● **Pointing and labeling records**

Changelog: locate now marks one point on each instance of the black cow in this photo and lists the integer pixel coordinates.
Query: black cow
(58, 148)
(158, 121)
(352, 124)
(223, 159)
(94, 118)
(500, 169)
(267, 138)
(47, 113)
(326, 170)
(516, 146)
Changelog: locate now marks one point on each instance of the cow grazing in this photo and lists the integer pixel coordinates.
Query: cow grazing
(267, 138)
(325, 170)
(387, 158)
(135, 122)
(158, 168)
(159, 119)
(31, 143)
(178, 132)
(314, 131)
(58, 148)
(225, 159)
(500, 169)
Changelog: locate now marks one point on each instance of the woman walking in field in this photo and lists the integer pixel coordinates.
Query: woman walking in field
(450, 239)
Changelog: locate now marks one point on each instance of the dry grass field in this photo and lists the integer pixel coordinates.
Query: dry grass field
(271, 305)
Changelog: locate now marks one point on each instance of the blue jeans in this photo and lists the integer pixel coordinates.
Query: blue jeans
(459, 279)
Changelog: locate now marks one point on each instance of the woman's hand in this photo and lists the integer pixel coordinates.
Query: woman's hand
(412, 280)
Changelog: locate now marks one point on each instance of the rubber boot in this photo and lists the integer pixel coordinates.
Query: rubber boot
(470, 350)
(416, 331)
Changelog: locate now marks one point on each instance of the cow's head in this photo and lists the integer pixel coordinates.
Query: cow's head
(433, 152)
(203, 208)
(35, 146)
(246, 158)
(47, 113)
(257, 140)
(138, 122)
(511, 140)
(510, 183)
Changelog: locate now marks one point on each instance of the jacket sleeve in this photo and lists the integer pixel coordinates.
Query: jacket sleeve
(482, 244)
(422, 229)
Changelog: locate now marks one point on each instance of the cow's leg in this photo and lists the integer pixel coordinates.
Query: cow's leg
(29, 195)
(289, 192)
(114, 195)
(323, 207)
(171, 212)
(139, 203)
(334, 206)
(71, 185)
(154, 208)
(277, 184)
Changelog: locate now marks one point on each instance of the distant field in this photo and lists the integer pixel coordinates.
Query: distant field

● **Set problem**
Rewrite every line from the one containing "the cow's head" through the end of the records, requests included, and shift each coordinate value in the answers up by 81.

● **Task answer**
Changelog: locate now marks one point on each instance of the cow's head in this photo and lists the integer pixel coordinates.
Query: cow's head
(514, 233)
(284, 289)
(116, 227)
(327, 239)
(128, 194)
(338, 221)
(219, 203)
(592, 221)
(591, 264)
Changelog: locate now marks one point on each instance of the jacket sleeve in this photo and lists the integer pixel coordinates.
Query: jacket sleeve
(563, 325)
(503, 310)
Changelog: locate now marks one point on each instance of the cow's leg in this photo and lists the integer pixel coordinates.
Query: cow's leg
(110, 276)
(370, 273)
(195, 276)
(404, 288)
(252, 293)
(220, 284)
(415, 287)
(152, 266)
(235, 289)
(358, 265)
Changelog: locate now marks one point on each instance of the distant field in this photo and lists the integer pixel coordinates.
Query: distant field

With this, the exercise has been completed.